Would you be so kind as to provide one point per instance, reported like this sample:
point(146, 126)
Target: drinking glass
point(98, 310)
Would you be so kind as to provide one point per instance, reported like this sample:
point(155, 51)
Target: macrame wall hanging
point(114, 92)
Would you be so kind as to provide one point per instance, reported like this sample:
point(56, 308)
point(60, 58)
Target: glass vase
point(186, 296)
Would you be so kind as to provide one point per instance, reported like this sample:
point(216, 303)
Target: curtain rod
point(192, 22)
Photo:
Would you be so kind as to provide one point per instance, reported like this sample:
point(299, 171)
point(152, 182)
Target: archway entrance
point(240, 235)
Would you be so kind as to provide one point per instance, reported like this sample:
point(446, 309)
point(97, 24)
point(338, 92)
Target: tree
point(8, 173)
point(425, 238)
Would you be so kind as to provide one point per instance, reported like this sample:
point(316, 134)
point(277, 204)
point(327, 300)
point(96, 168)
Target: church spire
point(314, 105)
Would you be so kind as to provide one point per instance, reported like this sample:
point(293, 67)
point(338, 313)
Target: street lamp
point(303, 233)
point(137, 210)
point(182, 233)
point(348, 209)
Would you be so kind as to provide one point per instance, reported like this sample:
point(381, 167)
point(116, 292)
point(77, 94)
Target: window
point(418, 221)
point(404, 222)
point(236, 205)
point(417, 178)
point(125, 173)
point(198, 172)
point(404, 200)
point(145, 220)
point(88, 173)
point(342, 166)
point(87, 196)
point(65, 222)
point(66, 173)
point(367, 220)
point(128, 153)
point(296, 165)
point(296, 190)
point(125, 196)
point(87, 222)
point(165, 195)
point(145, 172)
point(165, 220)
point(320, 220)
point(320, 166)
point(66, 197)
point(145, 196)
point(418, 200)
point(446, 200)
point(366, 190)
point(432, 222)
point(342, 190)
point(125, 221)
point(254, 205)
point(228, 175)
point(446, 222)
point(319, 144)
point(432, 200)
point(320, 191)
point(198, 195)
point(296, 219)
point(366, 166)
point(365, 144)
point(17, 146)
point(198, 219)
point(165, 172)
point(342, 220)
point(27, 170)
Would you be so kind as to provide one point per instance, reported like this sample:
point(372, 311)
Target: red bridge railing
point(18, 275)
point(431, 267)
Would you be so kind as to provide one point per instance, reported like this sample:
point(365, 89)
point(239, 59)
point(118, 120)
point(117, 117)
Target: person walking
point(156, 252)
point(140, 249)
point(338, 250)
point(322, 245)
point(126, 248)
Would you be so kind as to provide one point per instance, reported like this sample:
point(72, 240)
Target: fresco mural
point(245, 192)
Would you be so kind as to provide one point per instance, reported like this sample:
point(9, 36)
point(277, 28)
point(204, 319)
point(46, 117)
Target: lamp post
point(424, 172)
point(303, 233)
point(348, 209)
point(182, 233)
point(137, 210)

****************

#### Your objective
From the listing above, repeat exactly the lines starting at the line that includes "point(96, 168)" and ending at the line that includes "point(77, 94)", with nothing outside that span.

#### Task answer
point(96, 168)
Target: church spire
point(314, 105)
Would you be so kind as to provide one point per instance, reported like this sample:
point(293, 67)
point(338, 313)
Target: street lamp
point(303, 233)
point(137, 210)
point(182, 233)
point(348, 209)
Would you be so kind as to provide one point per instance, reported like this sample:
point(381, 167)
point(116, 292)
point(77, 94)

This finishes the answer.